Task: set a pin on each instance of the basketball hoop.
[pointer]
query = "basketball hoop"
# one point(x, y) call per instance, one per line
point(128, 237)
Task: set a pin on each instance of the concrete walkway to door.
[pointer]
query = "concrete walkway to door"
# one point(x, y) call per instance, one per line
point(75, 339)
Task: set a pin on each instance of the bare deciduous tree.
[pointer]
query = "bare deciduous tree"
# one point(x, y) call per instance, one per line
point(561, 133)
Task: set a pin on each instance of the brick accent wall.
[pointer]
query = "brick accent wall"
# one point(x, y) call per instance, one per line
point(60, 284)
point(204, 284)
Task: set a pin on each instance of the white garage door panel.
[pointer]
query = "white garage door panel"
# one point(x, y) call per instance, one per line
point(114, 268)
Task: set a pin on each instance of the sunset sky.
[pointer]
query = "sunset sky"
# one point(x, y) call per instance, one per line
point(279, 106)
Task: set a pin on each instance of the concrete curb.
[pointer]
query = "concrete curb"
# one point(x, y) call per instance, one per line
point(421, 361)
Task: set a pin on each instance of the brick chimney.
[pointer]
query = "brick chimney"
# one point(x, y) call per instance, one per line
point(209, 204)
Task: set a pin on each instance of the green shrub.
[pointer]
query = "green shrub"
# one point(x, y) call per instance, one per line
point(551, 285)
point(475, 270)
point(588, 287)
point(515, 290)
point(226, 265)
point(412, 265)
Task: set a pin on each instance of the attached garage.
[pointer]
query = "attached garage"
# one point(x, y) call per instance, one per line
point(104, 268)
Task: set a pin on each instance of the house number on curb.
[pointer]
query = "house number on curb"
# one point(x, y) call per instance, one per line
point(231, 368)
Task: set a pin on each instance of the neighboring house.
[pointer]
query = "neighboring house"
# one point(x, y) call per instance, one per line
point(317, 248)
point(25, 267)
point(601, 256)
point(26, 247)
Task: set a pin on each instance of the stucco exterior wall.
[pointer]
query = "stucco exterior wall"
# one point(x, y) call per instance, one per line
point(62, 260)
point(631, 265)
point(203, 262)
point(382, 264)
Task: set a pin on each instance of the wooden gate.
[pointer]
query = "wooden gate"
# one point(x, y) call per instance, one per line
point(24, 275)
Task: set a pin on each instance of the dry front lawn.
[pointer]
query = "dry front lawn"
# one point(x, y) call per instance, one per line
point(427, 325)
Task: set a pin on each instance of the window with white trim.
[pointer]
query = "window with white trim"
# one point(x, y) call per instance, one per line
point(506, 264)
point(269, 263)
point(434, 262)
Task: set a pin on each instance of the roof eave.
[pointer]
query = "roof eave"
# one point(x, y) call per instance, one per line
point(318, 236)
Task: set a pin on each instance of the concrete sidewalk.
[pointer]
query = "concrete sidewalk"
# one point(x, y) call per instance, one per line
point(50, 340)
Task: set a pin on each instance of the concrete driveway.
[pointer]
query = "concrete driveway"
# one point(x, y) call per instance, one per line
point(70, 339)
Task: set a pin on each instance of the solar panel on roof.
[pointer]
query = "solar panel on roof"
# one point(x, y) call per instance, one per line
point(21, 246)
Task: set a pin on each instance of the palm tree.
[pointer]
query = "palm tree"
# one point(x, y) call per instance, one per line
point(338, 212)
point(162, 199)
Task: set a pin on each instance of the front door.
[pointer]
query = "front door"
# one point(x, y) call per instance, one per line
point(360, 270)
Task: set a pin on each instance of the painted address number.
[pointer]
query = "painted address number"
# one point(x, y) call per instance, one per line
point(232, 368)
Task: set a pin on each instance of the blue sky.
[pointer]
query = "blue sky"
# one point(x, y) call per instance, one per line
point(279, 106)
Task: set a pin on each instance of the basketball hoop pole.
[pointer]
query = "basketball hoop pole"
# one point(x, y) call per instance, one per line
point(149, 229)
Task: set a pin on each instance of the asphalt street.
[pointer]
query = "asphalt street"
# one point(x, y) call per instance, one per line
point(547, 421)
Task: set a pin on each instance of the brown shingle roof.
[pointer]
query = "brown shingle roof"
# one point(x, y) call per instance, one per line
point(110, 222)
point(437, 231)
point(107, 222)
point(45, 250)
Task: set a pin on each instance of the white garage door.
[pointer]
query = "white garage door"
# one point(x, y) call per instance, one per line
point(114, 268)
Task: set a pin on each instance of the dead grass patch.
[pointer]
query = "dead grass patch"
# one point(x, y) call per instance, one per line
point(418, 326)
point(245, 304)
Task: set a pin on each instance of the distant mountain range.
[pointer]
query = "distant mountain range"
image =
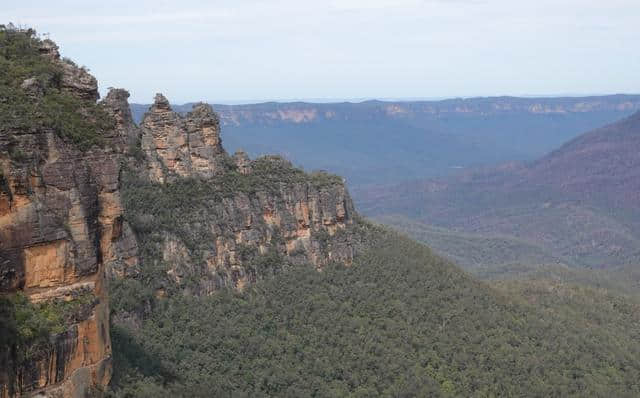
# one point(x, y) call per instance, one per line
point(386, 142)
point(579, 205)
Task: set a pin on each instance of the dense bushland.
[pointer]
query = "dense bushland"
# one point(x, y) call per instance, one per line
point(400, 322)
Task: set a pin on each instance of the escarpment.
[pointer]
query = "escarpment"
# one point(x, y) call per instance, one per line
point(92, 204)
point(61, 222)
point(209, 220)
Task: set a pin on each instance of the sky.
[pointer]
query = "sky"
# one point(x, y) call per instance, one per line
point(232, 51)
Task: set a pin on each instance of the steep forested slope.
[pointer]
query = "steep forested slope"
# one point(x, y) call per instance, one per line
point(399, 322)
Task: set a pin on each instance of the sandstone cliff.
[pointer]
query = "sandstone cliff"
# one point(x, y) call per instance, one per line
point(210, 220)
point(61, 224)
point(89, 198)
--
> Exercise
Scale the data from its first line through the line containing "point(75, 339)", both included. Reproduce every line, requests included, with each point coordinate in the answers multiplied by 0.3 and rounded to the nearest whole number, halves rounded up.

> Result of this exercise
Task: set a pin on each instance of the basketball hoop.
[pointer]
query = "basketball hoop"
# one point(x, y) call per instance, one per line
point(38, 71)
Task: set a pin on each instance of the concrete walkway to door.
[pointer]
query = "concrete walkway to door"
# one point(x, y) call per instance, one per line
point(23, 102)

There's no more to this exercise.